Rewrite all of the data below line by line, adding 81 to every pixel coordinate in the answers but leaving the numbers in the layout samples unchanged. Omit the pictures from your reply.

• _Dataset_
·····
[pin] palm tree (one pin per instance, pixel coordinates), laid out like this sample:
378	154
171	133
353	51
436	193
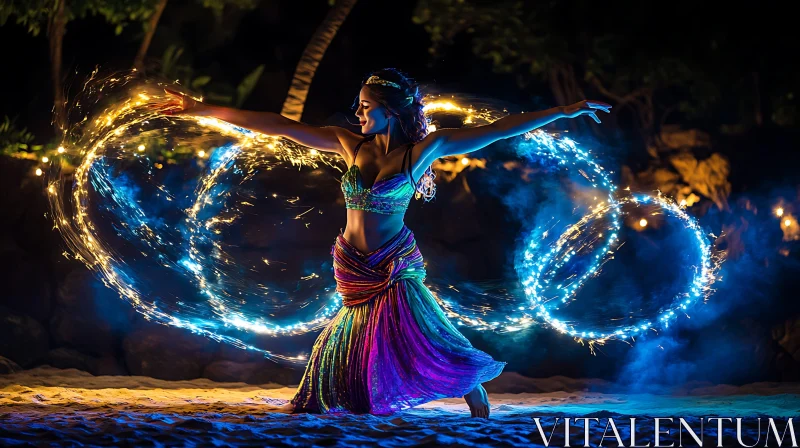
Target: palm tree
312	56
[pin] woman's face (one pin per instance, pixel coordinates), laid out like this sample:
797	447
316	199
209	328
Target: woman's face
373	117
·····
• _Written answer_
[pin] palm tree (one pin per instance, pixel coordinates), laid out like this sample:
378	154
171	133
353	51
436	193
Target: palm tree
393	137
[pin] woman's face (one pin per instance, pixel coordinates), laid out like this sample:
797	447
316	199
209	328
Target: woman's face
454	198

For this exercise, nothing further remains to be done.